'''

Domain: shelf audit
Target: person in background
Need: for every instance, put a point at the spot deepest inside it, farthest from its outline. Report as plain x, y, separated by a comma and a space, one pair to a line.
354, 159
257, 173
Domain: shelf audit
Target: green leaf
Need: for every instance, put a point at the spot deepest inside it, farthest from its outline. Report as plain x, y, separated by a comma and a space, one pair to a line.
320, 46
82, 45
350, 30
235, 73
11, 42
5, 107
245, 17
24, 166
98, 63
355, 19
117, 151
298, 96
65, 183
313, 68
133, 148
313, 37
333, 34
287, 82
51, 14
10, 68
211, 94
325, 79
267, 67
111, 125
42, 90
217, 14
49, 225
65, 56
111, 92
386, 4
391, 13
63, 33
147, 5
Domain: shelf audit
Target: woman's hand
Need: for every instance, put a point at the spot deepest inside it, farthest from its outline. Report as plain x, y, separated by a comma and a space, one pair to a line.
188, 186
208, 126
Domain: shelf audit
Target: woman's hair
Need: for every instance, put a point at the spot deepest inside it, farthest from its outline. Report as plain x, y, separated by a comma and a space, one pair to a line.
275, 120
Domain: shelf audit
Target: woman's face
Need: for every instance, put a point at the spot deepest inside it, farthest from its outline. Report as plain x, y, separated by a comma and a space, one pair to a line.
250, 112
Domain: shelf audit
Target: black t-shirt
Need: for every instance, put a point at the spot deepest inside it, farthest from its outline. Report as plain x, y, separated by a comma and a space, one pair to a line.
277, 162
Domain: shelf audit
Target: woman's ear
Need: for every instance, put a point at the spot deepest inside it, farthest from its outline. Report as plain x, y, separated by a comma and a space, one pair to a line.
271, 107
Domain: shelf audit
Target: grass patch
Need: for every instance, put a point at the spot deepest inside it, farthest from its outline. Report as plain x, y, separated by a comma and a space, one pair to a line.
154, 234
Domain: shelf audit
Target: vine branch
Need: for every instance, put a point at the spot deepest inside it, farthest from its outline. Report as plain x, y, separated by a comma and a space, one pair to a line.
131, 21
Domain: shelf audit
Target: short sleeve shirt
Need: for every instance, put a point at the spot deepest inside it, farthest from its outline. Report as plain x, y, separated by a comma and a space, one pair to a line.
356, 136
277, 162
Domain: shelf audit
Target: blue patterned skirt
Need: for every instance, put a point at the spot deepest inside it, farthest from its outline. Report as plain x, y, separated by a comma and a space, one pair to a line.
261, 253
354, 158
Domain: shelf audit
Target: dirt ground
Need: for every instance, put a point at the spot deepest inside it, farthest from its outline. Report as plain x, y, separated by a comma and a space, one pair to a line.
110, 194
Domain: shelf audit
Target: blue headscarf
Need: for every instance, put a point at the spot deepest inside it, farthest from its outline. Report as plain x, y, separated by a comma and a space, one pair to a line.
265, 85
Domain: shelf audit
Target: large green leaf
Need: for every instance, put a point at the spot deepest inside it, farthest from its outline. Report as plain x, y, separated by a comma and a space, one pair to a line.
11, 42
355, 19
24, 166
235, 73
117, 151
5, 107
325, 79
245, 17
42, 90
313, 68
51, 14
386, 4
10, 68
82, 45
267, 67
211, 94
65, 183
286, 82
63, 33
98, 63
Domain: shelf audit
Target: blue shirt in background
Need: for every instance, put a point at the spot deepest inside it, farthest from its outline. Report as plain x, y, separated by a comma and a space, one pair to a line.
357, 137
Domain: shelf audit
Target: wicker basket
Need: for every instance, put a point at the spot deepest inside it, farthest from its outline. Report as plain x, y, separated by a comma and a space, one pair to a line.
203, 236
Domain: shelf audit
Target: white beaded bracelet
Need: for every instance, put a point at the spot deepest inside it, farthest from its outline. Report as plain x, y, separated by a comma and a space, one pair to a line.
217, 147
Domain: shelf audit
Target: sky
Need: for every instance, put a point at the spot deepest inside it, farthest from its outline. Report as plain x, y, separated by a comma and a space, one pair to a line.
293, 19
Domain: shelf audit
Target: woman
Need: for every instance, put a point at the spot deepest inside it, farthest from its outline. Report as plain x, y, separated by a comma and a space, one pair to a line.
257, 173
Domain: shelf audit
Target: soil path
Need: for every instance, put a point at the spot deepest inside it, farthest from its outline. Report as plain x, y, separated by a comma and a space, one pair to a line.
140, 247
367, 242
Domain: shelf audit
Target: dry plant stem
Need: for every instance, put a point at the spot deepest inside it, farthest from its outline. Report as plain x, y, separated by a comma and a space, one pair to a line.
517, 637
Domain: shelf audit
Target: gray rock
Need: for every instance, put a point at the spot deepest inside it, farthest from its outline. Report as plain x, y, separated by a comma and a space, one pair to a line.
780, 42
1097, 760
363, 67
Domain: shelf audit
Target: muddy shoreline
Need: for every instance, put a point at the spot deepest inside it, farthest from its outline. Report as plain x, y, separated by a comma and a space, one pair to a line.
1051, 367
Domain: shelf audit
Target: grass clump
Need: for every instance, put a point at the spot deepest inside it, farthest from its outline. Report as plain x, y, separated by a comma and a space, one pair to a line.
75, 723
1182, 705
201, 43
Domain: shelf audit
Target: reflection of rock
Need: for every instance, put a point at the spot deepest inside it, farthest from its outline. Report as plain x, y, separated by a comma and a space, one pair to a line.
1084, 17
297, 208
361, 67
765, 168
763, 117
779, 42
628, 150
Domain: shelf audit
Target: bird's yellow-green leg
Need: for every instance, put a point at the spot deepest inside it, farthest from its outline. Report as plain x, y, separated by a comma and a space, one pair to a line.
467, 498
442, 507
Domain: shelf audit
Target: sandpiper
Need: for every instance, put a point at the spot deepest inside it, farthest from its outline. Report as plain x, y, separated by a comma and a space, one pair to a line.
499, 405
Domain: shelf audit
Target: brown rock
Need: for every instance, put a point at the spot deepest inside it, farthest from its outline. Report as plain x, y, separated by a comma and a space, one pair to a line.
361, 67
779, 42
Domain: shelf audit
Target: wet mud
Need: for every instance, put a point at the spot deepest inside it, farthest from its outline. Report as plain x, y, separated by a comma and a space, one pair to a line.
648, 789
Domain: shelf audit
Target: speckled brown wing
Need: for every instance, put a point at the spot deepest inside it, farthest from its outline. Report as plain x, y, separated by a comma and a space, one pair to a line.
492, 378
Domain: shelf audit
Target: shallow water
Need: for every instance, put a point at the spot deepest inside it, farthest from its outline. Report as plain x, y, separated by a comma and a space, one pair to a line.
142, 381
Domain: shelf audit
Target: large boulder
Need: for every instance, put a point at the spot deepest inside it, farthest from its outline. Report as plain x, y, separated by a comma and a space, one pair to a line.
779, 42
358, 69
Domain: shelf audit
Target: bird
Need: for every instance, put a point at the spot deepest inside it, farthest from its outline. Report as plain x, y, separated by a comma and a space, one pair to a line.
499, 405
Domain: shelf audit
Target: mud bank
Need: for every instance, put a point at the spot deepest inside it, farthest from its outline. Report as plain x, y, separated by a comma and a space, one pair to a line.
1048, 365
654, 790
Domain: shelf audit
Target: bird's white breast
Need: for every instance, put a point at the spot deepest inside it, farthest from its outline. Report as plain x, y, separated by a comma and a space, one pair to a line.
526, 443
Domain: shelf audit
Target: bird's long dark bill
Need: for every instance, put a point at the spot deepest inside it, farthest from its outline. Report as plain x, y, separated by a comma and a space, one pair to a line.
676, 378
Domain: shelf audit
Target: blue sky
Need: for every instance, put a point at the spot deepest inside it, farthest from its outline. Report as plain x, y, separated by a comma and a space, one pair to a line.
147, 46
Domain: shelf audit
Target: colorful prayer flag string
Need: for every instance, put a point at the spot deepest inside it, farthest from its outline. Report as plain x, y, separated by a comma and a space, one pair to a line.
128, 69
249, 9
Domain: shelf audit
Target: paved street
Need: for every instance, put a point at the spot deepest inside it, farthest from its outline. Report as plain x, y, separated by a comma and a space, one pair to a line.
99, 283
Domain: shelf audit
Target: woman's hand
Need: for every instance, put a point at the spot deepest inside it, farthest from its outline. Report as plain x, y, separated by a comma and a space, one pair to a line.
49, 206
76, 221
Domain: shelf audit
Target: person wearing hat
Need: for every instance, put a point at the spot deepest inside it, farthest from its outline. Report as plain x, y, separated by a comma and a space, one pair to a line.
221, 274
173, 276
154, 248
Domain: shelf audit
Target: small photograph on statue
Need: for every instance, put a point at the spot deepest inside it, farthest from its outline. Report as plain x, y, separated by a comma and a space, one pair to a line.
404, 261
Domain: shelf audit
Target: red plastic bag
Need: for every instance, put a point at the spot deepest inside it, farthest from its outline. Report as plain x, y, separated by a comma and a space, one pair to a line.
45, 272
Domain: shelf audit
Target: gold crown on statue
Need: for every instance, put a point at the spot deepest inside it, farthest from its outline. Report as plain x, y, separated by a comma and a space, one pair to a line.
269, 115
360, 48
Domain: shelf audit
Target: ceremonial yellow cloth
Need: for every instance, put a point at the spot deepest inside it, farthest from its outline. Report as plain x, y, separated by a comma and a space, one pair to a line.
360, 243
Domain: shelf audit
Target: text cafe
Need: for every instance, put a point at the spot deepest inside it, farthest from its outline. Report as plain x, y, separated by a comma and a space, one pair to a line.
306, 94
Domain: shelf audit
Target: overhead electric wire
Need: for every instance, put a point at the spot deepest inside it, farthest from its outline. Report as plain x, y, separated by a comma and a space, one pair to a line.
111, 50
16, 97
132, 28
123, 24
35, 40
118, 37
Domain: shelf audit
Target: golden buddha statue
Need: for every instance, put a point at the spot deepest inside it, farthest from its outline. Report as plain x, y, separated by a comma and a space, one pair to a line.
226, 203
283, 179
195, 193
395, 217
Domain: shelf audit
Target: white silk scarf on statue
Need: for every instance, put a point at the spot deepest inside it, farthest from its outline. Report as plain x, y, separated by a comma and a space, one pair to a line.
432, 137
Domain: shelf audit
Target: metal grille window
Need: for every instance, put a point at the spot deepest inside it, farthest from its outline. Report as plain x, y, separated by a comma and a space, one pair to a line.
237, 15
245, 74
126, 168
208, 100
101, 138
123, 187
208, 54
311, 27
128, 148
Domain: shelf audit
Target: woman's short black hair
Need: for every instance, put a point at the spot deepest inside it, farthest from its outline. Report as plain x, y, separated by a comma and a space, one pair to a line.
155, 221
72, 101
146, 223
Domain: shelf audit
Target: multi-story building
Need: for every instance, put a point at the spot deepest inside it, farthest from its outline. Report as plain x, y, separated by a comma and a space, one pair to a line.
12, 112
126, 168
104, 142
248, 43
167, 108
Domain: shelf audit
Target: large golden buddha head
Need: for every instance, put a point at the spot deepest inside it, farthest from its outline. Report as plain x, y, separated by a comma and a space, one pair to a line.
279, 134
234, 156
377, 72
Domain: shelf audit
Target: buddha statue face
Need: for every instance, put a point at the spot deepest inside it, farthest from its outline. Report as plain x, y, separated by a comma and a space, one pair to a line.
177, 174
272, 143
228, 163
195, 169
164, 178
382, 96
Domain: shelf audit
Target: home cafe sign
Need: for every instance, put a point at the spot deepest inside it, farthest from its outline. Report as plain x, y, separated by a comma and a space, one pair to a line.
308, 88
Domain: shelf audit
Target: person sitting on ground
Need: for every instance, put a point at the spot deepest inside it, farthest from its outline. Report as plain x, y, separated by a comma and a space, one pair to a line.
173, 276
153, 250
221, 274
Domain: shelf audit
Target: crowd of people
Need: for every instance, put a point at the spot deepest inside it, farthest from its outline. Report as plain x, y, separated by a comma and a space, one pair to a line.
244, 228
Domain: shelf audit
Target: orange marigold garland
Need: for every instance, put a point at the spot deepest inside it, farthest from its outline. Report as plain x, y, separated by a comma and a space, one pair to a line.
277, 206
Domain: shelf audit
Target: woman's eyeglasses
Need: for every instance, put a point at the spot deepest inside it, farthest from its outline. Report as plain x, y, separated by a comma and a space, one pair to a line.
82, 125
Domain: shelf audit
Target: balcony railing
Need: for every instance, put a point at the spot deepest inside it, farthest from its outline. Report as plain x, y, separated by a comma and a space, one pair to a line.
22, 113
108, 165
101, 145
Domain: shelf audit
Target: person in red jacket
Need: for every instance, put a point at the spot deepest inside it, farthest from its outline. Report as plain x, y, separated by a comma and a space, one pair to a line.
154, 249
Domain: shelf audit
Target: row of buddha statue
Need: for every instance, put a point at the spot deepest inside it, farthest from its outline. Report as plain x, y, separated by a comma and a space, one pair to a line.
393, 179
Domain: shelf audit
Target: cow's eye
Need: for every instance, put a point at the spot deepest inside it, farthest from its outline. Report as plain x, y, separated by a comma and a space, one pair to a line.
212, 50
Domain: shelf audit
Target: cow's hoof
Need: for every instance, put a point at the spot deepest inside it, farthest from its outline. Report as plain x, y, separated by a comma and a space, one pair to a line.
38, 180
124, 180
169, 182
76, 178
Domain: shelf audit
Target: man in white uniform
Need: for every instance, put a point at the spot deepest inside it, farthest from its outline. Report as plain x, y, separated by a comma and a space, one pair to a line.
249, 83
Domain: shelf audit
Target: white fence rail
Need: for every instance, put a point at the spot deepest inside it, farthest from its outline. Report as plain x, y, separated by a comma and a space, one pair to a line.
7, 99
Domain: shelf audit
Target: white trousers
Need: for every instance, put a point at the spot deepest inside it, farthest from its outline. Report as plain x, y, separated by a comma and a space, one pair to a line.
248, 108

'''

Please collect every line in the records above that contains the word "face" and copy each one in full.

*RESULT FOR THIS EXERCISE*.
Target: woman's face
Target: buddha statue face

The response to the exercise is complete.